§ **Work to be completed**: Can you quote the post on Matt Moore's race against Don Young word for word, starting with "Don Young may" and going on through "of his constituents."?

§ **Passage for review**:
+++++

Saturday, December 07, 2013

Matt Moore Isn't Running Against Don Young In Alaska Just For The Sake Of Running


Interesting House race shaping up in Alaska this cycle

Matt Moore is a Democrat running for Alaska's gigantic at-large House seat, presently occupied by ethically-challenged Don Young. I spoke with him on the phone earlier this week and I;m happy to report that he has a refreshingly progressive world view. Matt has a BS degree in Geology and worked in the oil and gas business for several years prior to moving to Alaska. He's a small business owner and has been managing medical practices for the past 23 years. He and his wife live in Anchorage and have 2 children. We got into a discussion of the Pebble West Mine and I asked him to do a guest post about it because I thought it would highlight a very tangible difference why he's running for Congress and why Don Young still refuses to retire (after 40 scandal-wracked years!)

Saving The Bristol Bay Watershed From Toxic Waste
by Matt Moore, candidate for Congress, Alaska

Alaska is known for its natural beauty, unspoiled landscapes and resources. Alaska's Bristol Bay area is home to the largest run of wild salmon in the world and the people who live in this area depend on fishing for their income and for food. When you hear the name “Pebble,” you will think of a small rounded rock. You may also suppose the proposed Pebble Mine project is small and innocuous but that is simply not the case.  The Bristol Bay watershed is the location of a proposed open pit mine where outside interests hope to develop copper, gold and molybdenum. The Pebble West Mine will be two miles wide and thousands of feet deep. Multiple earthen dams will be built to retain billions of tons of waste rock and chemicals. This toxic waste will forever remain in one of two proposed artificial lakes with no guarantee that leakage will never occur. At least one of these retaining dams will be over 700 feet high and over 4 miles long. The Pebble East Mine would be significantly deeper and would likely be mined by underground methods.

Supporters say that the mine will have a working life of up to 60 years and it will create good paying, full-time jobs in the area while putting tax money into state coffers. They would also claim that this new source of minerals would therefore reduce U.S. dependence on foreign sources of minerals. Opponents do not disagree with those claims, but say that the risk to the environment, the watershed and the people living in the area far outweigh the potential benefits. Most Alaskans are opposed to the mine and are not willing to risk the commercial salmon fisheries, the subsistence fishing and sports fishing opportunities in the Bristol Bay watershed. People living in the Bristol Bay area, federally recognized tribes, and the Bristol Bay Native Corporation are also opposed to the Pebble Mine.

In July 2010, Alaska’s lone Congressman, Don Young, introduced a new bill that would strip the Environmental Protection Agency’s power to veto the Army Corps of Engineers permit for discharge of fill materials, dredge materials, waste rock, etc. under the authority of the Clean Water Act, Section 404(c). Young said that the U.S. Army Corps of Engineers can do the job without the EPA's involvement. He further stated that projects have been repeatedly shut down and delayed by the EPA.

One should ask if the EPA executes its duties fairly and even-handedly. The answer is yes. The EPA reviews approximately 60,000 permit applications a year and has been engaged in this process since 1972. The odds are overwhelmingly against the EPA abusing their final 404c veto power. In fact, over the last 39 years, the EPA has used their 404(c) final veto power only 13 times. That being said, why would Don Young go to the trouble of stripping the EPA of its 404(c) powers? The only logical reason would be that Young wanted to completely clear the way for the proposed Pebble Mine and guarantee their plan would not be stopped. Imagine the value to investors of a guaranteed green light on this multi-billion dollar project.

Don Young may claim he is facilitating mining development in the Bristol Bay watershed for the benefit of all Alaskans. Or he could claim that he is fighting the good fight against the federal government because they are too involved in business transactions, and they do not understand how we do things in Alaska. But these are red herrings. Over the last 4 election cycles, Young has received over $200,000 in campaign contributions from energy and natural resources PACs including mining PACs. It is clear that these significant campaign contributions are more important to Don Young than representing the best interests and wishes of his constituents.

+++++

§ **Supplied material**:

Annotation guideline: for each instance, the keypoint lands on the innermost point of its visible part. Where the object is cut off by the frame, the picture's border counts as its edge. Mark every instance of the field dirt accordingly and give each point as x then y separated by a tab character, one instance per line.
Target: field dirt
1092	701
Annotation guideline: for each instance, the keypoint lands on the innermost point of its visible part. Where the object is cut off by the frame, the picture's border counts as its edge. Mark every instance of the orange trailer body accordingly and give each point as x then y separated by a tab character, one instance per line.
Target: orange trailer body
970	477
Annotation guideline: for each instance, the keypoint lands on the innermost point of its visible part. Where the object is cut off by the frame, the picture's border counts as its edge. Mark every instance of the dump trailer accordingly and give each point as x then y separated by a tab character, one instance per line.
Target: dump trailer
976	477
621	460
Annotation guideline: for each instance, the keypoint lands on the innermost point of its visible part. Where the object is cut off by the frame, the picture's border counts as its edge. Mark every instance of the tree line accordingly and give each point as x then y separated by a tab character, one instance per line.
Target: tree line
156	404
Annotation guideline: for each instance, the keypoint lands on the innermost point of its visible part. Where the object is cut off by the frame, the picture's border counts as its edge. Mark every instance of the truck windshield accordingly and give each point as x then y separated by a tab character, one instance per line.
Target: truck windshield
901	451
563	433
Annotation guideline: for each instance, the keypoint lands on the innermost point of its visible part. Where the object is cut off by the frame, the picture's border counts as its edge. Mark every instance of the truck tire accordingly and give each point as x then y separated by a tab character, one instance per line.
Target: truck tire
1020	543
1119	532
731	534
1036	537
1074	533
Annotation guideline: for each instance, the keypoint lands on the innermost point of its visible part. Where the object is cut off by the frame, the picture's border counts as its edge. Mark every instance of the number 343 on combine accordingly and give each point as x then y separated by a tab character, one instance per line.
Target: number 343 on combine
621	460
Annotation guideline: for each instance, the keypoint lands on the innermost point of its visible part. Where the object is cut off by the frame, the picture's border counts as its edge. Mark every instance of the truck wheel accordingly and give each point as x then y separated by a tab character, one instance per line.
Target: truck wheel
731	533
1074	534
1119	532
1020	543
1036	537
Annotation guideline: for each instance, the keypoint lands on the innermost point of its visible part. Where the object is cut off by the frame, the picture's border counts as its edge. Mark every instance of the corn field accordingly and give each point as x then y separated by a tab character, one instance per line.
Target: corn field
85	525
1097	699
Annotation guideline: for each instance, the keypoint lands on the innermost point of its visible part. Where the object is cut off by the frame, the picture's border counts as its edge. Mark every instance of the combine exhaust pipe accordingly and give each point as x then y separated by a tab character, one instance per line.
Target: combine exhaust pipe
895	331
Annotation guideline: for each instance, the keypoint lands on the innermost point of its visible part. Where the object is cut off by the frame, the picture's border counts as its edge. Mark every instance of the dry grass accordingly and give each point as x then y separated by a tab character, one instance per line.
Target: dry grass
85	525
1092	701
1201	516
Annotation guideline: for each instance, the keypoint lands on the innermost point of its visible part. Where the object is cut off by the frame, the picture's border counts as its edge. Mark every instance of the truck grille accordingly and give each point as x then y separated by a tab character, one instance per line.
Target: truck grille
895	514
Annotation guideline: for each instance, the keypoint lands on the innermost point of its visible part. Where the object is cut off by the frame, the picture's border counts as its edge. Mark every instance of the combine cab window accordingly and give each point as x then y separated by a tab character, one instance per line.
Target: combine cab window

+++++

§ **Response to the exercise**:
Don Young may claim he is facilitating mining development in the Bristol Bay watershed for the benefit of all Alaskans. Or he could claim that he is fighting the good fight against the federal government because they are too involved in business transactions, and they do not understand how we do things in Alaska. But these are red herrings. Over the last 4 election cycles, Young has received over $200,000 in campaign contributions from energy and natural resources PACs including mining PACs. It is clear that these significant campaign contributions are more important to Don Young than representing the best interests and wishes of his constituents.